§ **What to work on**
Reproduce word for word the part of the passage on generation capacity reliability below, starting at "5.1.1 Analytical Methods" and ending at "accuracy requirement [47].".

§ **Source text**
—————

Hierarchical level 1 (HL 1) assessment concerns evaluating the reliability of generation capacity. The goal is to determine whether the installed generating capacity satisfies the forecast system loads at an acceptable risk level, considering the uncertainty introduced by the corrective/preventive maintenance and load forecast errors [44]. In these calculations, it is assumed that the transmission system is capable of transporting all the power from generation points to the load points. We consider two main approaches: the analytical methods and Monte Carlo simulations.

5.1.1 Analytical Methods

One of the popular analytical approaches is to use a multi-state model which discretizes the power outputs into a finite number of states and assign a probability to each state based on historical data of generating units [4749]. The number of states can be decided depending on the characteristics of wind data and accuracy requirement [47].

—————

§ **Dataset content**

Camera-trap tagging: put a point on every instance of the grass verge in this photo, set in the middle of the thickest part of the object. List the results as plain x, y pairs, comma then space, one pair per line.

—————

§ **Exercise response**
5.1.1 Analytical Methods

One of the popular analytical approaches is to use a multi-state model which discretizes the power outputs into a finite number of states and assign a probability to each state based on historical data of generating units [4749]. The number of states can be decided depending on the characteristics of wind data and accuracy requirement [47].